§ **GIVEN INSTRUCTION**
Please return the whole listing below line for line, leaving out the pictures.

§ **RECORDS SUPPLIED**
-- START --

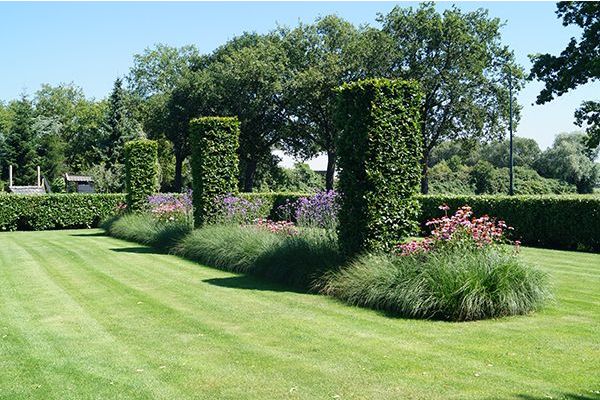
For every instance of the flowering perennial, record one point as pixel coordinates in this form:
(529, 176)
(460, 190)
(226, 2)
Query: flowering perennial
(171, 207)
(462, 229)
(318, 211)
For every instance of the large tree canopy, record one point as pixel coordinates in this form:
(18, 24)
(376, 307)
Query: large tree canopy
(463, 68)
(567, 160)
(577, 64)
(322, 56)
(246, 78)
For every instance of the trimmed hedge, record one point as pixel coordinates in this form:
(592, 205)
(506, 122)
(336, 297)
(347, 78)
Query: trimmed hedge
(379, 158)
(558, 222)
(214, 143)
(56, 211)
(141, 172)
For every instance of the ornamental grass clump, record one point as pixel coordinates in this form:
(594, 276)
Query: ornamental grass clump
(171, 207)
(146, 229)
(463, 271)
(232, 209)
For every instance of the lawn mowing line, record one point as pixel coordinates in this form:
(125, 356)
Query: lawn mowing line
(148, 298)
(296, 367)
(13, 315)
(432, 352)
(111, 342)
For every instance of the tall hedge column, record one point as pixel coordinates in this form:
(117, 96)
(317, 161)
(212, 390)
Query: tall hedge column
(214, 144)
(380, 148)
(141, 172)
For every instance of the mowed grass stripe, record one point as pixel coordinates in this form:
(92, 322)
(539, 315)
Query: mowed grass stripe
(86, 353)
(262, 341)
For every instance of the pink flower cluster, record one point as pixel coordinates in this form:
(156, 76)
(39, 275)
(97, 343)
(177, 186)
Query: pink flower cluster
(169, 211)
(461, 229)
(282, 227)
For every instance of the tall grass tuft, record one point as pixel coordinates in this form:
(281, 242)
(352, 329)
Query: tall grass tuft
(450, 285)
(146, 229)
(301, 260)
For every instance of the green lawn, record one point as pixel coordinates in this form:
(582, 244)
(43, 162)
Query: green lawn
(86, 316)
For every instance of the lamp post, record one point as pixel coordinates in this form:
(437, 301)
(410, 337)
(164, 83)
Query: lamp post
(511, 190)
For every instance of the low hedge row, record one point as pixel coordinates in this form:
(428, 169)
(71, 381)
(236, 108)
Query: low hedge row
(56, 211)
(558, 222)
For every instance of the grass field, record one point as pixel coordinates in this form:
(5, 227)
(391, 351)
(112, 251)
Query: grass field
(84, 316)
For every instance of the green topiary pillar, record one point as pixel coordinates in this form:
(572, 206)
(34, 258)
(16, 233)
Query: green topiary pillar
(214, 144)
(141, 172)
(379, 159)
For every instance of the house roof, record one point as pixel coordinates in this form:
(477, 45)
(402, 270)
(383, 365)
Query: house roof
(27, 189)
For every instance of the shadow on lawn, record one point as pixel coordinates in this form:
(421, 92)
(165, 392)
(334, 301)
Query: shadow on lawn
(137, 250)
(95, 234)
(563, 396)
(250, 283)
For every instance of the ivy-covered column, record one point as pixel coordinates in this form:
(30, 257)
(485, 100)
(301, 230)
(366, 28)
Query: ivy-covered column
(379, 149)
(214, 144)
(141, 172)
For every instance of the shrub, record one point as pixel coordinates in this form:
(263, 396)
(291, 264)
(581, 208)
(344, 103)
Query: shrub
(171, 206)
(141, 172)
(56, 211)
(379, 155)
(145, 229)
(460, 272)
(271, 203)
(232, 209)
(214, 145)
(559, 222)
(228, 247)
(452, 284)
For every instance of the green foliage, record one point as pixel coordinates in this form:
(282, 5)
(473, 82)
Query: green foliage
(214, 144)
(246, 78)
(322, 56)
(271, 201)
(462, 65)
(455, 284)
(298, 260)
(380, 151)
(56, 211)
(141, 172)
(569, 161)
(576, 65)
(145, 229)
(481, 177)
(229, 247)
(108, 180)
(18, 145)
(559, 222)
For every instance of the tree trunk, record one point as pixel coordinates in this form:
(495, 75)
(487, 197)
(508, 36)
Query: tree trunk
(331, 160)
(424, 176)
(178, 172)
(249, 175)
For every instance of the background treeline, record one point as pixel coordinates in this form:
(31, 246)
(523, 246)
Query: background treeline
(282, 87)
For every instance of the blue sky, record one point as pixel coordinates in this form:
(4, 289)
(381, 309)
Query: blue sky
(91, 44)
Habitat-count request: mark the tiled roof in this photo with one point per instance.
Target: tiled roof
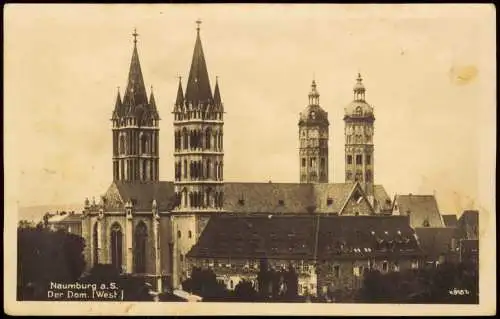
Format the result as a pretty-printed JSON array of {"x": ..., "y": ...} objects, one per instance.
[
  {"x": 141, "y": 194},
  {"x": 294, "y": 237},
  {"x": 450, "y": 220},
  {"x": 436, "y": 241},
  {"x": 265, "y": 197},
  {"x": 296, "y": 197},
  {"x": 233, "y": 236},
  {"x": 422, "y": 208},
  {"x": 469, "y": 217},
  {"x": 469, "y": 245}
]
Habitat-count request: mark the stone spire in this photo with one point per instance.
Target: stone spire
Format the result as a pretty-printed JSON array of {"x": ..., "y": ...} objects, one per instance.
[
  {"x": 198, "y": 87},
  {"x": 217, "y": 99},
  {"x": 180, "y": 94}
]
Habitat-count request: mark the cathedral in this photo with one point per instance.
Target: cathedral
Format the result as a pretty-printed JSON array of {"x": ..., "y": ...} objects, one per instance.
[{"x": 147, "y": 227}]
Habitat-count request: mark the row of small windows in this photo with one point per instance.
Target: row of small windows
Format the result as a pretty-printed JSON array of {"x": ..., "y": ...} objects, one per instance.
[
  {"x": 116, "y": 243},
  {"x": 358, "y": 176},
  {"x": 200, "y": 199},
  {"x": 198, "y": 139},
  {"x": 199, "y": 170},
  {"x": 359, "y": 159},
  {"x": 146, "y": 145},
  {"x": 180, "y": 116},
  {"x": 358, "y": 139},
  {"x": 312, "y": 162}
]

-- END --

§ **WRITTEN REPLY**
For every instance of the flowering perennial, record one point as pixel coordinates in this form:
(529, 176)
(460, 190)
(226, 2)
Query: flowering perennial
(171, 207)
(462, 229)
(318, 211)
For every instance of the large tree canopy, record one point as pixel coordinates in this form:
(18, 24)
(376, 307)
Query: large tree canopy
(463, 68)
(567, 160)
(577, 64)
(322, 56)
(246, 78)
For every instance of the trimmed hedge, record one point as pixel coordinates in this form:
(592, 205)
(506, 122)
(336, 297)
(347, 78)
Query: trimmed hedge
(379, 158)
(558, 222)
(214, 143)
(56, 211)
(141, 172)
For every instance of the ornamental grass clump, record one point as pixel coordinates in this form:
(594, 276)
Query: ornamental grass clump
(171, 207)
(146, 229)
(463, 271)
(232, 209)
For every instance of the lawn mowing line, record one point as pixel coordinates in this form:
(125, 356)
Query: lawn mowing line
(148, 298)
(296, 367)
(13, 315)
(432, 352)
(111, 342)
For every instance of the tall hedge column, record one point as pixel coordinates in this form:
(117, 96)
(317, 161)
(212, 390)
Query: tall hedge column
(214, 144)
(380, 148)
(141, 172)
For every instance of the mowed grass stripe, record one point as pixel coordinates in this form:
(92, 322)
(539, 315)
Query: mowed grass stripe
(86, 353)
(262, 341)
For every instance of the pink flower cluster, record one point as pixel coordinates in this form:
(156, 76)
(39, 275)
(97, 343)
(177, 186)
Query: pink flower cluster
(169, 211)
(461, 229)
(282, 227)
For every instance of the tall grass tuft, record one point as pixel coordinates in this form:
(281, 242)
(352, 329)
Query: tall grass tuft
(450, 285)
(146, 229)
(301, 260)
For every instance of the green lawn, record one point as pixel coordinates in this form:
(582, 244)
(43, 162)
Query: green lawn
(86, 316)
For every instance of the lamp post, record one point as pixel coordinates in this form:
(437, 301)
(410, 337)
(164, 83)
Query: lamp post
(511, 190)
For every instance of the low hedge row, record one point as pixel coordinates in this form:
(428, 169)
(71, 381)
(236, 108)
Query: low hedge row
(56, 211)
(558, 222)
For every instance of the grass field, record one point as pixel coordinates in this form:
(5, 227)
(391, 351)
(112, 251)
Query: grass field
(84, 316)
For every instance of the green topiary pillar, record one point as pixel coordinates in this form:
(572, 206)
(34, 258)
(16, 233)
Query: green topiary pillar
(214, 144)
(141, 172)
(379, 159)
For every instance of the house roof, record one point as pixel coordinates in this form:
(477, 45)
(402, 270)
(383, 365)
Query: house roof
(27, 189)
For every instance of the shadow on lawn, record one point as pixel coordinates in this form:
(421, 92)
(165, 392)
(334, 301)
Query: shadow on lawn
(137, 250)
(95, 234)
(563, 396)
(250, 283)
For every instance of the ivy-covered column, record one point as pixel coordinates in this form:
(30, 257)
(485, 100)
(301, 230)
(366, 28)
Query: ivy-covered column
(379, 149)
(214, 144)
(141, 172)
For every instance of the shrub, record one point as pixel coordinates in this form:
(263, 396)
(291, 264)
(581, 208)
(344, 103)
Query: shrub
(171, 206)
(141, 172)
(56, 211)
(379, 155)
(145, 229)
(460, 272)
(271, 203)
(232, 209)
(214, 145)
(559, 222)
(228, 247)
(452, 284)
For every instance of the green foliage, record one point as pixel coordinates in this form:
(282, 5)
(473, 82)
Query: green foliage
(214, 144)
(246, 78)
(322, 56)
(271, 201)
(462, 65)
(455, 284)
(298, 260)
(380, 151)
(56, 211)
(141, 172)
(569, 161)
(576, 65)
(145, 229)
(481, 177)
(229, 247)
(108, 180)
(18, 145)
(559, 222)
For every instance of the tree trunk, record one point as pixel coordinates in this form:
(495, 75)
(487, 197)
(508, 36)
Query: tree trunk
(331, 160)
(424, 176)
(178, 172)
(249, 175)
For every instance of the background treeline, record one point as pixel coordinates in this form:
(31, 246)
(523, 246)
Query: background treeline
(282, 87)
For every instance of the blue sky, record one point as pixel coordinates in this form:
(4, 289)
(381, 309)
Query: blue sky
(91, 44)
Habitat-count request: mark the tiled roof in this photo with one point per instance.
Target: tiled roof
Format the result as a pretty-printed JSON array of {"x": ..., "y": ...} objects, one per instance.
[
  {"x": 141, "y": 194},
  {"x": 294, "y": 237},
  {"x": 450, "y": 220},
  {"x": 436, "y": 241},
  {"x": 265, "y": 197},
  {"x": 296, "y": 197},
  {"x": 233, "y": 236},
  {"x": 422, "y": 208},
  {"x": 469, "y": 217},
  {"x": 469, "y": 245}
]
Habitat-count request: mark the stone spire in this photo with one point per instance.
Target: stone spire
Format the result as a pretty-printed JSON array of {"x": ..., "y": ...} objects, one per instance.
[
  {"x": 198, "y": 87},
  {"x": 217, "y": 99},
  {"x": 180, "y": 94}
]
Habitat-count request: mark the cathedral in this photo with one point per instance.
Target: cathedral
Format the result as a pretty-printed JSON array of {"x": ..., "y": ...} objects, one per instance.
[{"x": 147, "y": 227}]
Habitat-count request: mark the row of small windows in this photo with one point per instance.
Target: row of small windows
Format the result as a pretty-printed JSON array of {"x": ..., "y": ...} objects, one per instance.
[
  {"x": 116, "y": 243},
  {"x": 358, "y": 176},
  {"x": 200, "y": 199},
  {"x": 198, "y": 139},
  {"x": 199, "y": 170},
  {"x": 359, "y": 159},
  {"x": 146, "y": 145},
  {"x": 180, "y": 116},
  {"x": 358, "y": 139},
  {"x": 312, "y": 162}
]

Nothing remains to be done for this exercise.